§ **Goal**
Find "mark: the innermost point of each instance of the stove" in the material below, then copy that line and every subsequent line to the end, exactly.

Point placement records:
★ ★ ★ ★

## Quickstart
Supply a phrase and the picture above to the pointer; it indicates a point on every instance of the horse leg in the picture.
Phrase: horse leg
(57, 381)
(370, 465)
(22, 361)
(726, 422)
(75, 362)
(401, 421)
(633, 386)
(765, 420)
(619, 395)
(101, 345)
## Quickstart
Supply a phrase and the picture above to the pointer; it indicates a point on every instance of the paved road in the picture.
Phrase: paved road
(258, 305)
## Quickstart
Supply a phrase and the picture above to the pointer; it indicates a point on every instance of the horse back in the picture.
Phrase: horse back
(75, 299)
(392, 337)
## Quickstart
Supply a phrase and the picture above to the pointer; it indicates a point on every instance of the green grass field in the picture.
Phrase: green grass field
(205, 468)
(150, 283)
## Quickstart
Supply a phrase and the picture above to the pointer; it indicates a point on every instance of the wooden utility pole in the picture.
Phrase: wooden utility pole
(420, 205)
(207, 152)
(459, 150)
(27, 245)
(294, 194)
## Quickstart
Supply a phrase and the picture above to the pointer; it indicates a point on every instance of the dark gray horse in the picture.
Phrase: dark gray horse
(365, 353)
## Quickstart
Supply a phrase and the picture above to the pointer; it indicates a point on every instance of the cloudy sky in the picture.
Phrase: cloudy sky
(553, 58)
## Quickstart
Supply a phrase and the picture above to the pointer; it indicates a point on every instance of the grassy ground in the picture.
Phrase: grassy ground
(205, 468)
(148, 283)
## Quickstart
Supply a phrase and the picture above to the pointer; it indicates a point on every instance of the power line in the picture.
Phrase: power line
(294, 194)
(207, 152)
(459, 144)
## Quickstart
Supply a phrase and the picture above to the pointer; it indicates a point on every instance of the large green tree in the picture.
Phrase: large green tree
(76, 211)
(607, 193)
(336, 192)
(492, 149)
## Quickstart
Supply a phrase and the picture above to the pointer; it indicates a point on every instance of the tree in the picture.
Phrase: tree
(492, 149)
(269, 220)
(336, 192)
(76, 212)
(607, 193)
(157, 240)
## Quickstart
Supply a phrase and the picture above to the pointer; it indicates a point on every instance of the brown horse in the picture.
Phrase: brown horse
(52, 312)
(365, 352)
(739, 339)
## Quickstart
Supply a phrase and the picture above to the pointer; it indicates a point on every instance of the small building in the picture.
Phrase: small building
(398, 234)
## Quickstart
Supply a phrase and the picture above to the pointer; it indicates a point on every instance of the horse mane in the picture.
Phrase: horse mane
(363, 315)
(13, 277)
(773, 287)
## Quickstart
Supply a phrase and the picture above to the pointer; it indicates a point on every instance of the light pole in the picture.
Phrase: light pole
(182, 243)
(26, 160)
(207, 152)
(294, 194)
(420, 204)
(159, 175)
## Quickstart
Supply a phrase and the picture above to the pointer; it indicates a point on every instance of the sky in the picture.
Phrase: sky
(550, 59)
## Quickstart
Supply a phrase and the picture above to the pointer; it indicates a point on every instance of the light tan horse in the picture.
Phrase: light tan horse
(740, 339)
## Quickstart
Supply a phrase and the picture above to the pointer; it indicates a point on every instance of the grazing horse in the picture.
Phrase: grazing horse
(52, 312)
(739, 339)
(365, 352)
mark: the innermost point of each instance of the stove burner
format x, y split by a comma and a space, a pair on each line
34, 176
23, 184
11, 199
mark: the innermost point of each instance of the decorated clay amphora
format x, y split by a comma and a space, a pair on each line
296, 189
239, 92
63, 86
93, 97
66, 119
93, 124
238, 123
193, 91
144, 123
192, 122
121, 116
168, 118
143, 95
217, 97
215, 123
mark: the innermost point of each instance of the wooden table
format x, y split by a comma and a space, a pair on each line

★ ★ ★ ★

§ **Result of this task**
mark: the innermost point of each instance of the stove burner
format x, y split by a comma and a space, a pair on each line
34, 176
23, 184
11, 199
mark: the innermost point of each instance of the decorated clay amphora
format x, y split by a comma and a space, a pair on each line
296, 189
239, 92
63, 86
93, 97
66, 119
93, 124
238, 123
193, 91
144, 123
192, 122
121, 116
168, 118
143, 95
217, 97
215, 123
mark: the innermost point of each instance of the wooden table
format x, y split by a comma and a space, a pair on each line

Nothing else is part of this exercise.